# START OF SOURCE DATA

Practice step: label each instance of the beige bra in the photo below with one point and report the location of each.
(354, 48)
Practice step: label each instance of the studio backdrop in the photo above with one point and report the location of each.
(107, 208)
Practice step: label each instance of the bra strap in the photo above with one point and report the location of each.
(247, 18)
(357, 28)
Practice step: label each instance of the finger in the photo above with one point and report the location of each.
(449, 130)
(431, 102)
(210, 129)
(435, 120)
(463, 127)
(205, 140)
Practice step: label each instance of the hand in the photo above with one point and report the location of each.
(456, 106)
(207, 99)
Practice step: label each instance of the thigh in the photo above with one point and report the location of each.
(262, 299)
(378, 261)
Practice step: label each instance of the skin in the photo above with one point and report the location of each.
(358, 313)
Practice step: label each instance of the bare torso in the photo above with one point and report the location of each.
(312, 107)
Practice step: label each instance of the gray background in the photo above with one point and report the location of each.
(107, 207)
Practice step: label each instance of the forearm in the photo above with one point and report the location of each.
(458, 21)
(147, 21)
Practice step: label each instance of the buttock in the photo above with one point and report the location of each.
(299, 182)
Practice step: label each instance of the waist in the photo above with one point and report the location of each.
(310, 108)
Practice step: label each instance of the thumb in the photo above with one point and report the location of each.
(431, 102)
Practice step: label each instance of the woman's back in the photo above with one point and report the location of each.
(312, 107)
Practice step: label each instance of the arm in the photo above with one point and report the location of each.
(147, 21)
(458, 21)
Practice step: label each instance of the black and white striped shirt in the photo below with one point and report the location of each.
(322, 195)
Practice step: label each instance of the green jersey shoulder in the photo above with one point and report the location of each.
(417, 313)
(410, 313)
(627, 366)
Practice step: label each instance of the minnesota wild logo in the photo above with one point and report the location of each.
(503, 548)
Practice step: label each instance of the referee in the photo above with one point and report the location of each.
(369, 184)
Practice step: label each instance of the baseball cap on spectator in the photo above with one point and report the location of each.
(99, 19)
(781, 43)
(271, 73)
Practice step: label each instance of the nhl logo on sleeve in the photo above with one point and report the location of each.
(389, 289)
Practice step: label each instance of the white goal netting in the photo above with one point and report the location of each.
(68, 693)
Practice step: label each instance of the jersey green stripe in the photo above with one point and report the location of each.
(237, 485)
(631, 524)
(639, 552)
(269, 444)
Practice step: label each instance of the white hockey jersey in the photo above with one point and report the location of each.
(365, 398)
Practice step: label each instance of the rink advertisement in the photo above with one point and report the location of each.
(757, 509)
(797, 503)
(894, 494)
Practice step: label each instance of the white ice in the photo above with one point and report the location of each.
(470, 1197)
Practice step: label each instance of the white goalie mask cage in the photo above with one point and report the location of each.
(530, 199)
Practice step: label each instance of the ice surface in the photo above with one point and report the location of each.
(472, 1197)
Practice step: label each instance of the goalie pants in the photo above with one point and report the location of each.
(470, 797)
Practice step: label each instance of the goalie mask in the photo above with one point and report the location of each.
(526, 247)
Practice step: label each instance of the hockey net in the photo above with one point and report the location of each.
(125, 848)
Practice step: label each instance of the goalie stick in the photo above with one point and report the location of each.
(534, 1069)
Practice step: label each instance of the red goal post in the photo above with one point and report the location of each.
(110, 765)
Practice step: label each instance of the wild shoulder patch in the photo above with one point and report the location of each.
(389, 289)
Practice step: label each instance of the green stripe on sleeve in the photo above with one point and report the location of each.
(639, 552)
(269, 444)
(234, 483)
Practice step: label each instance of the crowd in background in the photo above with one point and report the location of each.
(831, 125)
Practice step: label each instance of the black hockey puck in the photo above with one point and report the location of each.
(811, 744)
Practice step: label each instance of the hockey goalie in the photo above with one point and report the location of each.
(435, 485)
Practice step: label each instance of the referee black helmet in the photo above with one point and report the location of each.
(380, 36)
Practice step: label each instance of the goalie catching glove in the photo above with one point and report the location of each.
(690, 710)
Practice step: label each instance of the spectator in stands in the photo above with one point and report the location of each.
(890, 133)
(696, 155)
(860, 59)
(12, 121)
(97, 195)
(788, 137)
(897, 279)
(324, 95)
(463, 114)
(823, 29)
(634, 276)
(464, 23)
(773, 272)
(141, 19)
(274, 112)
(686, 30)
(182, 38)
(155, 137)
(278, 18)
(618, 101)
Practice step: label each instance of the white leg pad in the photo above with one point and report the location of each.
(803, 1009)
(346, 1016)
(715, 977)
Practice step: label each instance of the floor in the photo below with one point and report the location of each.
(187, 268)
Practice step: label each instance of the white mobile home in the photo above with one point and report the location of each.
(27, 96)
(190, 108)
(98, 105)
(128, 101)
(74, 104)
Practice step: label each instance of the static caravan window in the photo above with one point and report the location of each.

# END OF SOURCE DATA

**AIM OF THE TASK:**
Write out the lines again, replacing every "Practice step" with "Drill" and leaving everything else unchanged.

**CORRECT RESPONSE:**
Drill: label each instance of the beige bra in the photo below with one point and report the location of each.
(354, 48)
Drill: label each instance of the studio backdrop in the photo above with one point and report the location of each.
(107, 208)
Drill: label each instance of the bra strap in the photo above with one point and report the location of each.
(247, 18)
(357, 28)
Drill: label each instance of the finger in the photo above with one point and report the location of each.
(449, 130)
(431, 102)
(210, 129)
(435, 120)
(463, 127)
(205, 140)
Drill: label each instance of the hand in the photo above with one point and report the location of each.
(456, 106)
(207, 99)
Drill: label each instance of the thigh in the photo above with one point and report the location of each.
(262, 299)
(378, 261)
Drill: label each instance of the skin in the photo above with one point and report the location of each.
(358, 313)
Drill: label each instance of the bare torso in the photo above with one point and report the location of each.
(312, 107)
Drill: label each instance of the gray background in the photo above with one point and report the location of each.
(107, 207)
Drill: label each instance of the forearm in the photo above with one point and report the location of each.
(458, 21)
(147, 21)
Drill: label each instance of the buttock in the photo above with one point and report the location of each.
(299, 182)
Drill: label each instance of the waist in the photo above with one point and report the location of each.
(310, 108)
Drill: label each instance of the thumb in the photo above with one point and report the location of each.
(431, 102)
Drill: label each instance of the woman's back in the photo above with one point and report the location of each.
(312, 107)
Drill: label each instance of the arm in the photo above with one point and report the location of each.
(147, 21)
(458, 21)
Drill: label each instance of the black and white striped shirt in the photo below with one point and report the location of each.
(322, 195)
Drill: label each instance of the green jersey shoulder in the photo above with one point and report the location of each.
(417, 313)
(410, 313)
(627, 366)
Drill: label each instance of the minnesota wild logo in the photo above with one point and report the location of each.
(503, 548)
Drill: label each instance of the referee in the photo above with one point and report the location of each.
(369, 184)
Drill: label each instance of the baseball cap on spectator in the photo above with one point and report the location of each.
(99, 19)
(781, 43)
(271, 73)
Drill: label each instance of the nhl logo on sleeve in the photo above with one point and report the location of each.
(389, 289)
Drill: label each instance of the white goal netting in the photo above with one point and report the location of each.
(68, 693)
Drill: label each instance of the jersey green stripe in the photo above with one point and report the location of each.
(237, 485)
(631, 524)
(639, 552)
(269, 444)
Drill: label each instance of the white hockey jersey in the photo above with one point and report the location of each.
(365, 398)
Drill: label each instance of the rink advertisement in the photo above with one point and report the location of each.
(757, 509)
(797, 503)
(894, 494)
Drill: label each instance of the white ice in the photo above with one point and report the location of each.
(470, 1197)
Drill: label each instance of the white goalie mask cage in the photo above with one point and report the location of each.
(530, 199)
Drill: label each instance of the ice surface in the photo above with one point and report the location of each.
(472, 1197)
Drill: label each instance of the goalie pants in the photo above with one point and report the location of each.
(470, 797)
Drill: label each instance of the goalie mask in the photo above with one point and report the location of each.
(526, 247)
Drill: label each instance of the hockey net in the photo above with one point and report the location of each.
(125, 848)
Drill: label each instance of the goalie stick in the photo above with one point and report the location of each.
(534, 1069)
Drill: label each instance of the red goal post in the photo above with one point and report the location of each.
(110, 765)
Drill: label each instance of the wild shoulder patch in the photo above with one point and report the location of each.
(389, 289)
Drill: label each instance of the green stripe on sleeve in the photo above with one point and report the location of each.
(639, 552)
(269, 444)
(234, 483)
Drill: label each instance of the crowd in background in the photo above with one point and report the location of each.
(831, 125)
Drill: label each instance of the black hockey puck in the photo above with one point and report the location of each.
(811, 744)
Drill: label each instance of the hockey goalie in the photo above with one point and report the location of each.
(435, 485)
Drill: label each instance of the referee black helmet in the photo above with one point and report the location of each.
(380, 36)
Drill: label each instance of the goalie catching glove in the photo above with one point and report the location of each.
(690, 710)
Drill: label each instance of the spectator in stands in the photo above with one point and report the location of each.
(890, 133)
(696, 155)
(860, 59)
(12, 121)
(97, 195)
(788, 137)
(897, 279)
(324, 95)
(463, 114)
(823, 29)
(634, 276)
(464, 23)
(773, 272)
(141, 19)
(274, 112)
(686, 30)
(182, 38)
(155, 137)
(278, 18)
(618, 101)
Drill: label each instance of the white leg pad in the photo above with one point and report the location of each.
(803, 1009)
(346, 1016)
(715, 977)
Drill: label each instance of the floor in the photo below with one point and report the location of each.
(187, 268)
Drill: label each instance of the white mobile home in the photo above with one point and report the location of each.
(27, 96)
(190, 108)
(98, 105)
(128, 101)
(74, 104)
Drill: label each instance of the static caravan window in the photo above with one point and report the location of each.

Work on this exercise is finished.